__EXERCISE SET__.
(a) In the ZooKeeper failover thread, how many watches does the monitor program place, and on what?
(b) Write the next part of the ZooKeeper failover thread, picking up right after its final sentence.

Home | About | Sematext search-lucene.com search-hadoop.com
NEW: Monitor These Apps!
elasticsearch, apache solr, apache hbase, hadoop, redis, casssandra, amazon cloudwatch, mysql, memcached, apache kafka, apache zookeeper, apache storm, ubuntu, centOS, red hat, debian, puppet labs, java, senseiDB
 Search Hadoop and all its subprojects:

Switch to Threaded View
Zookeeper >> mail # user >> Data change notification is lost during failover


Copy link to this message
-
Re: Data change notification is lost during failover
On Tue, Jul 24, 2012 at 6:08 AM, Jack Luo <[EMAIL PROTECTED]> wrote:
> Hi All,
>
> I am using Zookeeper3.3.5 for a distributed project. During the test, a
> watch related issue is found. Our monitor program places 100 watches on 100
> different paths (e.g. /goo1 …. /goo100) for monitoring the data change, and
> another writer program updates one of paths at a specified interval. We
> found sometimes some data change notification messages are lost when the
> monitor program is switched to a new server due to the failure of current
> server.
>
> I check the “watch management” section in current release notes
> http://zookeeper.apache.org/doc/trunk/releasenotes.html and find a statement
> “In this release the client library tracks watches that a client has
> registered and reregisters the watches when a connection is made to a new
> server.” So based on the information, look like during server failover it is
> expected behavior to lose data change notifications before watches are
> successfully re-registered in a new server.

[Records from an annotation dataset]
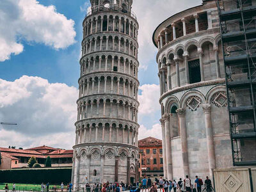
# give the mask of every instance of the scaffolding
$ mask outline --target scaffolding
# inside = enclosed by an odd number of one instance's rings
[[[256,0],[216,0],[234,166],[256,165]]]

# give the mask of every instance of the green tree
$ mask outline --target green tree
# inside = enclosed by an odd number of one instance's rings
[[[33,168],[40,168],[41,165],[40,165],[39,163],[35,163],[34,165],[33,166]]]
[[[30,168],[32,168],[35,163],[37,163],[37,161],[36,157],[32,156],[28,162],[28,166]]]
[[[45,167],[51,167],[52,166],[52,159],[49,156],[46,158],[45,161]]]

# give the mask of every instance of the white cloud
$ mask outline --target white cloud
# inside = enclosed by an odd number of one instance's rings
[[[143,125],[140,125],[138,139],[142,140],[150,136],[162,140],[162,128],[159,124],[153,125],[151,129],[147,129]]]
[[[138,95],[140,115],[150,115],[160,109],[159,86],[145,84],[139,87],[141,94]]]
[[[23,51],[22,40],[56,49],[76,42],[74,22],[36,0],[0,1],[0,61]]]
[[[157,26],[175,13],[202,3],[202,0],[134,1],[132,10],[140,24],[138,41],[139,60],[141,69],[147,69],[149,61],[156,61],[157,48],[153,45],[152,36]]]
[[[38,77],[24,76],[13,82],[0,79],[0,120],[18,124],[0,127],[1,146],[71,148],[77,95],[75,87]]]

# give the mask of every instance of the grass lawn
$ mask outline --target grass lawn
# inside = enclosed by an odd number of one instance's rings
[[[4,183],[0,183],[0,190],[4,190],[4,187],[5,187]],[[8,187],[9,187],[9,191],[12,191],[12,183],[8,183]],[[16,191],[41,191],[41,185],[40,184],[15,184],[16,185]],[[51,186],[49,188],[49,191],[52,191],[52,188],[54,186]],[[60,186],[56,186],[57,189],[60,188]],[[45,189],[46,191],[46,189]]]

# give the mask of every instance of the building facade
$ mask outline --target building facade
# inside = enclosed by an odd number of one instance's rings
[[[138,30],[132,0],[91,0],[83,21],[72,180],[133,182],[138,165]]]
[[[46,158],[52,160],[52,167],[72,167],[73,150],[56,148],[48,146],[40,146],[28,149],[17,149],[0,147],[0,170],[28,168],[31,157],[44,167]]]
[[[216,3],[167,19],[155,30],[164,177],[212,177],[233,166]]]
[[[140,177],[146,176],[159,178],[163,176],[162,141],[148,137],[139,140],[138,146]]]

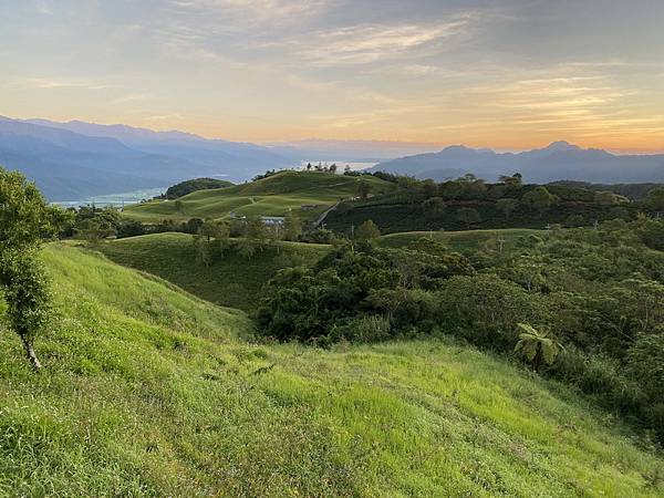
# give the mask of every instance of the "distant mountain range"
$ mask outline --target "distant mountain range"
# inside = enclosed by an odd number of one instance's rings
[[[382,160],[372,170],[436,180],[466,173],[491,180],[519,172],[531,183],[664,183],[664,154],[622,156],[567,142],[522,153],[452,146],[421,154],[430,149],[430,144],[318,139],[261,146],[126,125],[0,116],[0,165],[23,172],[53,201],[168,187],[197,177],[242,181],[301,160]],[[400,154],[406,157],[385,160]]]
[[[664,154],[615,155],[568,142],[521,153],[496,153],[461,145],[377,164],[372,170],[444,180],[473,173],[487,180],[520,173],[529,183],[578,180],[601,184],[664,183]]]
[[[24,173],[54,201],[167,187],[201,176],[237,181],[293,164],[269,147],[181,132],[0,116],[0,165]]]

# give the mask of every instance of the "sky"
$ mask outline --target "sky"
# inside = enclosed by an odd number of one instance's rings
[[[0,114],[664,152],[664,1],[0,0]]]

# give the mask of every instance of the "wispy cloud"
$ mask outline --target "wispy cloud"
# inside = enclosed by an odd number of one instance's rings
[[[27,77],[18,81],[18,85],[42,90],[107,90],[113,89],[113,85],[98,81],[85,80],[54,80],[42,77]]]
[[[464,13],[435,24],[360,24],[310,33],[286,46],[315,65],[369,64],[449,50],[450,40],[469,35],[476,20],[475,13]]]

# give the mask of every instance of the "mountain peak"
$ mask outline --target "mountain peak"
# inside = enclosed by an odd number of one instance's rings
[[[570,144],[567,141],[552,142],[543,151],[580,151],[578,145]]]

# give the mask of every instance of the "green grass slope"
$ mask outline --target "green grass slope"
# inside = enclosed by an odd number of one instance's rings
[[[144,222],[165,218],[221,219],[237,212],[242,216],[284,216],[293,209],[309,220],[314,220],[339,199],[357,195],[357,184],[366,181],[375,194],[395,188],[393,184],[374,177],[359,178],[324,173],[283,172],[268,178],[234,187],[200,190],[179,199],[178,211],[174,200],[159,200],[129,206],[123,216]],[[303,205],[317,205],[315,209],[301,210]]]
[[[0,334],[2,496],[662,496],[573,394],[453,343],[251,345],[246,319],[102,256],[45,259],[29,371]]]
[[[464,230],[464,231],[405,231],[381,237],[380,245],[388,248],[402,248],[415,243],[422,238],[433,238],[445,243],[457,252],[469,252],[479,249],[490,240],[502,240],[506,247],[515,246],[521,237],[531,235],[542,236],[546,230],[528,228],[505,228],[497,230]]]
[[[251,259],[228,250],[215,256],[209,267],[196,263],[193,237],[186,234],[155,234],[103,243],[98,248],[121,264],[162,277],[216,304],[249,311],[263,295],[264,284],[278,270],[313,264],[329,246],[278,242]]]

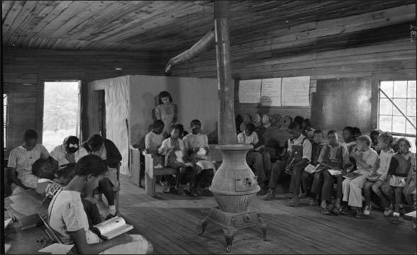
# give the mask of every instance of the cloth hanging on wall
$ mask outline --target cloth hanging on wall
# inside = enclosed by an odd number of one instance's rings
[[[120,171],[130,176],[129,163],[129,137],[127,118],[129,108],[129,77],[108,79],[104,82],[106,103],[106,136],[122,155]]]

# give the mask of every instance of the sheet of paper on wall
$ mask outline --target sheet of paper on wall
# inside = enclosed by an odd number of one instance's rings
[[[261,79],[239,81],[239,103],[260,103]]]
[[[281,106],[281,78],[262,79],[261,105]]]
[[[310,76],[282,78],[281,104],[282,106],[310,106]]]

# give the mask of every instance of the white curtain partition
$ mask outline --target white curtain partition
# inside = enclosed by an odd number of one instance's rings
[[[106,134],[114,142],[122,155],[121,173],[130,176],[128,167],[129,137],[128,113],[129,112],[128,76],[102,80],[104,82],[106,103]]]

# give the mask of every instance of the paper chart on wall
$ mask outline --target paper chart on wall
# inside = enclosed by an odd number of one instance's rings
[[[261,105],[281,106],[281,78],[263,79],[261,89]]]
[[[239,103],[260,103],[261,79],[239,81]]]
[[[282,78],[282,106],[309,106],[310,76]]]

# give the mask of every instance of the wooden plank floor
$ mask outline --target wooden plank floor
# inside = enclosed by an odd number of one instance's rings
[[[155,254],[226,254],[222,230],[209,223],[201,237],[201,220],[217,206],[208,191],[199,197],[165,194],[157,184],[156,197],[145,193],[123,176],[120,212],[153,245]],[[318,207],[287,205],[287,194],[252,205],[267,225],[270,242],[254,226],[240,229],[230,254],[416,254],[411,222],[390,222],[379,209],[357,219],[353,215],[322,215]]]

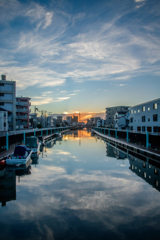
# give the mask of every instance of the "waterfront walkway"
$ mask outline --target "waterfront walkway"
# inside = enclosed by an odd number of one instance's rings
[[[112,142],[112,143],[116,144],[119,147],[123,147],[123,148],[125,148],[127,150],[132,150],[132,151],[134,151],[136,153],[144,152],[144,154],[146,154],[146,155],[155,155],[158,158],[160,158],[160,151],[157,151],[157,150],[154,150],[154,149],[148,149],[148,148],[145,148],[145,147],[140,146],[140,145],[129,143],[129,142],[125,141],[125,140],[117,139],[117,138],[114,138],[114,137],[111,137],[111,136],[99,133],[96,130],[92,130],[92,131],[94,133],[96,133],[97,135],[99,135],[100,137],[105,138],[109,142]]]

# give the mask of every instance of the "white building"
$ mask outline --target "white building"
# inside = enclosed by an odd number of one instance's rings
[[[105,125],[105,120],[104,119],[98,119],[97,120],[97,127],[100,127],[100,126],[104,127],[104,125]]]
[[[129,128],[129,112],[116,112],[114,115],[114,128],[128,129]]]
[[[0,132],[8,131],[8,112],[0,110]]]
[[[6,76],[1,76],[0,81],[0,107],[8,111],[8,130],[16,130],[16,82],[6,81]]]
[[[47,126],[46,127],[56,127],[56,119],[53,116],[47,117]]]
[[[114,128],[114,115],[116,112],[126,112],[128,111],[128,106],[117,106],[117,107],[108,107],[106,108],[106,127]]]
[[[66,121],[68,122],[69,125],[72,123],[72,116],[66,117]]]
[[[160,98],[130,108],[130,130],[160,132]]]

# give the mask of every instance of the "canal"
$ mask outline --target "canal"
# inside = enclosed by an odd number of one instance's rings
[[[86,130],[0,178],[0,239],[159,239],[160,166]]]

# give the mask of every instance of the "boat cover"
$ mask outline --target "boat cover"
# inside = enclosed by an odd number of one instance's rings
[[[27,147],[29,147],[29,148],[35,148],[35,147],[37,147],[37,137],[33,137],[33,136],[27,137],[27,138],[26,138],[26,145],[27,145]]]
[[[16,146],[14,150],[14,156],[24,156],[26,151],[29,153],[30,149],[27,148],[25,145]]]

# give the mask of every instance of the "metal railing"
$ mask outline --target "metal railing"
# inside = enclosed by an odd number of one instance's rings
[[[133,144],[141,145],[146,148],[160,150],[160,134],[151,132],[140,132],[131,130],[121,130],[112,128],[93,127],[93,129],[101,134],[109,137],[118,138]]]

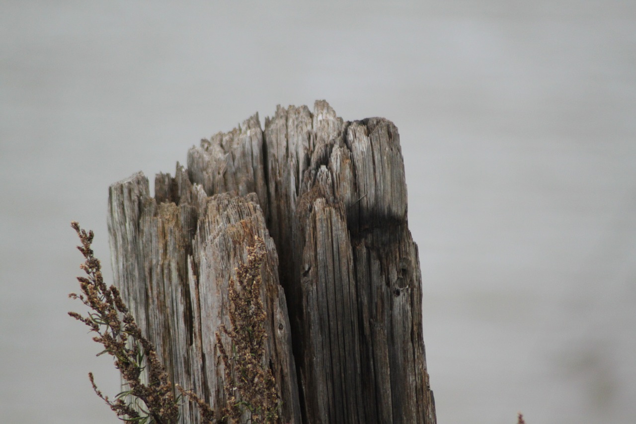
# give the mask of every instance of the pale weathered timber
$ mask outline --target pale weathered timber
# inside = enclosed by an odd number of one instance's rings
[[[173,379],[213,407],[225,401],[214,333],[228,325],[226,280],[259,234],[281,422],[436,422],[390,121],[345,122],[324,101],[279,106],[263,130],[256,115],[190,149],[187,169],[157,176],[154,199],[140,174],[113,185],[109,207],[125,299]]]
[[[273,241],[258,199],[253,194],[210,197],[200,186],[184,180],[180,185],[179,176],[184,175],[178,166],[176,178],[158,175],[156,199],[149,197],[148,180],[141,173],[111,187],[113,269],[124,300],[155,343],[172,381],[205,397],[220,420],[226,381],[215,334],[230,346],[220,330],[222,324],[232,328],[229,281],[236,279],[235,268],[245,262],[246,247],[254,244],[254,236],[263,238],[268,336],[263,365],[272,369],[279,395],[285,400],[282,420],[300,423],[287,305],[278,283]],[[181,422],[200,422],[193,406],[183,408]]]

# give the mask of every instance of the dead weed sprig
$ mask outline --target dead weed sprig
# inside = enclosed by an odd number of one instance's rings
[[[263,365],[267,335],[266,315],[261,300],[261,268],[266,252],[263,239],[254,239],[254,245],[247,248],[247,265],[239,265],[236,269],[237,281],[230,281],[232,329],[222,326],[221,330],[232,340],[232,357],[216,333],[217,345],[225,365],[228,403],[225,414],[233,423],[238,422],[245,410],[251,422],[277,422],[280,406],[272,371]]]
[[[87,276],[78,277],[81,293],[72,293],[69,297],[80,299],[92,311],[86,316],[76,312],[69,312],[69,314],[97,334],[93,340],[104,346],[104,350],[98,356],[108,353],[114,357],[115,367],[120,370],[129,388],[128,390],[117,395],[114,402],[111,401],[97,389],[92,373],[89,373],[88,378],[95,393],[120,420],[136,424],[177,423],[179,398],[183,395],[197,403],[204,422],[212,422],[209,406],[194,393],[177,386],[181,395],[175,397],[172,385],[165,368],[157,357],[155,346],[141,334],[117,288],[112,285],[108,287],[104,282],[101,264],[93,256],[91,248],[93,232],[86,232],[75,222],[72,222],[71,226],[77,232],[81,242],[81,246],[78,246],[78,249],[86,260],[80,268]],[[142,372],[146,368],[148,383],[144,384],[141,377]],[[124,399],[127,397],[132,399],[130,403],[125,402]]]

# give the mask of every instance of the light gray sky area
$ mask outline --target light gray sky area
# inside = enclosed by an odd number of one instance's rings
[[[636,3],[4,1],[0,421],[115,423],[109,184],[277,104],[398,126],[440,424],[636,416]]]

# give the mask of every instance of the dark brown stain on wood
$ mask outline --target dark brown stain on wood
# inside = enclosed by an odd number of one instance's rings
[[[436,422],[422,278],[397,128],[345,122],[324,101],[279,106],[159,174],[113,184],[116,283],[173,381],[225,404],[214,334],[254,236],[266,243],[263,365],[284,423]],[[226,337],[223,336],[223,337]],[[224,343],[229,343],[223,340]],[[198,423],[185,407],[183,423]]]

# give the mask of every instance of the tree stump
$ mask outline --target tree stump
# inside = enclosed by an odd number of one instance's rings
[[[266,248],[262,365],[282,423],[436,423],[422,279],[398,129],[343,122],[325,101],[279,106],[202,140],[159,174],[111,186],[116,285],[174,383],[221,418],[216,335],[229,346],[228,284],[254,236]],[[249,413],[244,419],[247,421]],[[199,423],[187,404],[183,423]]]

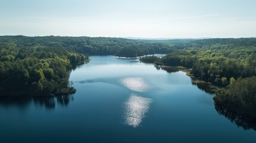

__TASK RESPONSES__.
(a) It places 100 watches on 100 different paths.

(b)
>

See the programmer's guide here:
http://zookeeper.apache.org/doc/r3.3.5/zookeeperProgrammers.html#ch_zkWatches

"When a client reconnects, any previously registered watches will be
reregistered and triggered if needed. In general this all occurs
transparently. There is one case where a watch may be missed: a watch
for the existance of a znode not yet created will be missed if the
znode is created and deleted while disconnected."

so really you should not lose any notifications in this case.

> The solution that I figure out to this issue is to query all 100 paths to
> check if there is any data change after the monitor program is connected to
> a new server.
>
> However if we need to monitor 1000 or 10K paths, this solution may not be
> good. Can anyone suggest a better solution to this issue?
>
> Furthermore, can ZK service is enhanced to replicate the watches on each ZK
> server to solve this issue forever?
>

The client maintains the zxid of the last change it saw from the
server. When it re-registers it will be notified of any changes since
that zxid. So really this is already supported. Sounds like a bug to
me, but I've not heard of any such issues from our users.

Patrick
NEW: Monitor These Apps!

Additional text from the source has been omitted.